### TASK DIRECTIONS
Reproduce the data in full, exactly.

=== RECORDS SUPPLIED ===

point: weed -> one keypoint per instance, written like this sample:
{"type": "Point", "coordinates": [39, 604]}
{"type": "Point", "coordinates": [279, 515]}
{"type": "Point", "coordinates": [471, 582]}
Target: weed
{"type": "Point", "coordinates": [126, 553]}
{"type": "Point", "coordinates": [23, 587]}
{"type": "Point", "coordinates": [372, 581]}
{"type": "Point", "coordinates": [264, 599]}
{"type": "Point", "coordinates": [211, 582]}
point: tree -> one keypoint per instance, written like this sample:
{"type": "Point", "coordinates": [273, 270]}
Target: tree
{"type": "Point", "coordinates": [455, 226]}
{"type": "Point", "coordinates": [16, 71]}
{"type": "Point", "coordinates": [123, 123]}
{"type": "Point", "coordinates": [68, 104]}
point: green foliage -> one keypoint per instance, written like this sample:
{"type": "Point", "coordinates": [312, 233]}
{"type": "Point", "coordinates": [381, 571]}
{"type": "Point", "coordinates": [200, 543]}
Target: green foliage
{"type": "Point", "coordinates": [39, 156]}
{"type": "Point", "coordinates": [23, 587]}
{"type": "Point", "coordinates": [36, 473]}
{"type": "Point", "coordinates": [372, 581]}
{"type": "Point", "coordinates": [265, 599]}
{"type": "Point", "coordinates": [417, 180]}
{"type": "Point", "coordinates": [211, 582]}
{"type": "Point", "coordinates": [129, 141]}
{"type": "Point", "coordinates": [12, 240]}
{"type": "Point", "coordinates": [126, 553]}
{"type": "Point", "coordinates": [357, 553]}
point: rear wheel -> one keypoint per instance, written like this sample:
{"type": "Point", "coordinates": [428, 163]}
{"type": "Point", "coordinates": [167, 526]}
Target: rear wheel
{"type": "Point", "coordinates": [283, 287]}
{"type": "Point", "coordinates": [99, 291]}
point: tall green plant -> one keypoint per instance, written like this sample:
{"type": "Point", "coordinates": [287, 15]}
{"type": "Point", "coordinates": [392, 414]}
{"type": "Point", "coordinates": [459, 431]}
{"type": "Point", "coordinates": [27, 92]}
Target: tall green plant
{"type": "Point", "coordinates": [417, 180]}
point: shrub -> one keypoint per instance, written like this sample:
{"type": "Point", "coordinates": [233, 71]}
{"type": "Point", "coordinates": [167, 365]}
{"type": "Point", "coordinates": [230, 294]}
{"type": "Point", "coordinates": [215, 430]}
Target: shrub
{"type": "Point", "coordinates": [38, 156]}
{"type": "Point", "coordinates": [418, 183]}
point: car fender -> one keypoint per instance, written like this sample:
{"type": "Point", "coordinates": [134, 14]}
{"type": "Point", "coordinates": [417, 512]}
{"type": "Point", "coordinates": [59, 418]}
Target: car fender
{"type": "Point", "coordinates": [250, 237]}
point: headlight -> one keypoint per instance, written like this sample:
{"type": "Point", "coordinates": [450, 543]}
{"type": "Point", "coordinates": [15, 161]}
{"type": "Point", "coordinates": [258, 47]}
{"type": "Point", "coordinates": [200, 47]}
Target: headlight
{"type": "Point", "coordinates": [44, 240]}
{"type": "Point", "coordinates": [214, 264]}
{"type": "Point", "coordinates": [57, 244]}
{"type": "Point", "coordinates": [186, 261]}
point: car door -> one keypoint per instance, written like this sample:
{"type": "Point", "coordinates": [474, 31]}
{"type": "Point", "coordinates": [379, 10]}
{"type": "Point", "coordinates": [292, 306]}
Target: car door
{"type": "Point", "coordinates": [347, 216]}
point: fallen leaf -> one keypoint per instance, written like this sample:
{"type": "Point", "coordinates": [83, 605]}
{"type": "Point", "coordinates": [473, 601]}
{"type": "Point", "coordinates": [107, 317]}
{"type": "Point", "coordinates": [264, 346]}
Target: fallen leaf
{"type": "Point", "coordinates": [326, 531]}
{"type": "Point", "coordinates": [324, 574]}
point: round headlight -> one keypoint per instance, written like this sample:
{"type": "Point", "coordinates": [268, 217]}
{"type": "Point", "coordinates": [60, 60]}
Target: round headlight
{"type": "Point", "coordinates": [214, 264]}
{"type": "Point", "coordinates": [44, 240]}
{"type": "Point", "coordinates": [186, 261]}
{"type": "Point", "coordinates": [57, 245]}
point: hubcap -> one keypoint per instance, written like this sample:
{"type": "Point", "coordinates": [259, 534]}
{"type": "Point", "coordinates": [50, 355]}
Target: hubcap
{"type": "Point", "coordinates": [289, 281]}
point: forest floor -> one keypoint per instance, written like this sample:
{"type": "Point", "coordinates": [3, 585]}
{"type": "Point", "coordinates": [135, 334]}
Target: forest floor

===

### WRITTEN SOLUTION
point: weed -> one keypoint per instance, written like this sample:
{"type": "Point", "coordinates": [39, 604]}
{"type": "Point", "coordinates": [279, 515]}
{"type": "Point", "coordinates": [471, 582]}
Target: weed
{"type": "Point", "coordinates": [126, 553]}
{"type": "Point", "coordinates": [23, 587]}
{"type": "Point", "coordinates": [372, 581]}
{"type": "Point", "coordinates": [264, 599]}
{"type": "Point", "coordinates": [211, 582]}
point: tree -> one keypoint per instance, written like this sample:
{"type": "Point", "coordinates": [273, 270]}
Target: tree
{"type": "Point", "coordinates": [455, 226]}
{"type": "Point", "coordinates": [16, 71]}
{"type": "Point", "coordinates": [123, 123]}
{"type": "Point", "coordinates": [68, 104]}
point: green foliage -> one keypoint per instance, written like this sample:
{"type": "Point", "coordinates": [312, 233]}
{"type": "Point", "coordinates": [381, 571]}
{"type": "Point", "coordinates": [200, 543]}
Target: green foliage
{"type": "Point", "coordinates": [39, 156]}
{"type": "Point", "coordinates": [23, 587]}
{"type": "Point", "coordinates": [36, 473]}
{"type": "Point", "coordinates": [372, 581]}
{"type": "Point", "coordinates": [265, 599]}
{"type": "Point", "coordinates": [417, 180]}
{"type": "Point", "coordinates": [211, 582]}
{"type": "Point", "coordinates": [129, 141]}
{"type": "Point", "coordinates": [12, 240]}
{"type": "Point", "coordinates": [126, 553]}
{"type": "Point", "coordinates": [357, 553]}
point: rear wheel -> one keypoint per instance, written like this sample:
{"type": "Point", "coordinates": [428, 163]}
{"type": "Point", "coordinates": [167, 526]}
Target: rear wheel
{"type": "Point", "coordinates": [283, 287]}
{"type": "Point", "coordinates": [99, 291]}
point: tall green plant -> one keypoint per instance, written like this sample:
{"type": "Point", "coordinates": [287, 15]}
{"type": "Point", "coordinates": [392, 414]}
{"type": "Point", "coordinates": [459, 431]}
{"type": "Point", "coordinates": [27, 92]}
Target: tall green plant
{"type": "Point", "coordinates": [417, 180]}
point: shrub -> one keypoint per instance, written like this sample:
{"type": "Point", "coordinates": [233, 71]}
{"type": "Point", "coordinates": [167, 365]}
{"type": "Point", "coordinates": [230, 294]}
{"type": "Point", "coordinates": [215, 430]}
Target: shrub
{"type": "Point", "coordinates": [38, 156]}
{"type": "Point", "coordinates": [418, 183]}
point: car fender -> one keypoint per instance, written like this sample:
{"type": "Point", "coordinates": [134, 14]}
{"type": "Point", "coordinates": [417, 512]}
{"type": "Point", "coordinates": [59, 418]}
Target: car fender
{"type": "Point", "coordinates": [250, 237]}
point: headlight -> one keypoint per instance, written like this sample:
{"type": "Point", "coordinates": [450, 543]}
{"type": "Point", "coordinates": [15, 161]}
{"type": "Point", "coordinates": [258, 47]}
{"type": "Point", "coordinates": [200, 47]}
Target: headlight
{"type": "Point", "coordinates": [44, 240]}
{"type": "Point", "coordinates": [214, 264]}
{"type": "Point", "coordinates": [57, 244]}
{"type": "Point", "coordinates": [186, 261]}
point: car door -> one keypoint per instance, written like this sample:
{"type": "Point", "coordinates": [474, 31]}
{"type": "Point", "coordinates": [379, 10]}
{"type": "Point", "coordinates": [292, 306]}
Target: car door
{"type": "Point", "coordinates": [347, 216]}
point: fallen leaf -> one keypoint per instance, written like this sample:
{"type": "Point", "coordinates": [83, 605]}
{"type": "Point", "coordinates": [473, 601]}
{"type": "Point", "coordinates": [107, 317]}
{"type": "Point", "coordinates": [264, 346]}
Target: fallen leaf
{"type": "Point", "coordinates": [326, 531]}
{"type": "Point", "coordinates": [324, 574]}
point: round headlight -> one keypoint per instance, written like this sample:
{"type": "Point", "coordinates": [268, 217]}
{"type": "Point", "coordinates": [60, 60]}
Target: round headlight
{"type": "Point", "coordinates": [214, 264]}
{"type": "Point", "coordinates": [44, 240]}
{"type": "Point", "coordinates": [186, 261]}
{"type": "Point", "coordinates": [57, 245]}
point: hubcap -> one keypoint per instance, written like this sample:
{"type": "Point", "coordinates": [259, 534]}
{"type": "Point", "coordinates": [50, 355]}
Target: hubcap
{"type": "Point", "coordinates": [289, 281]}
point: forest floor -> one keypoint per instance, written like this sample:
{"type": "Point", "coordinates": [3, 585]}
{"type": "Point", "coordinates": [135, 334]}
Target: forest floor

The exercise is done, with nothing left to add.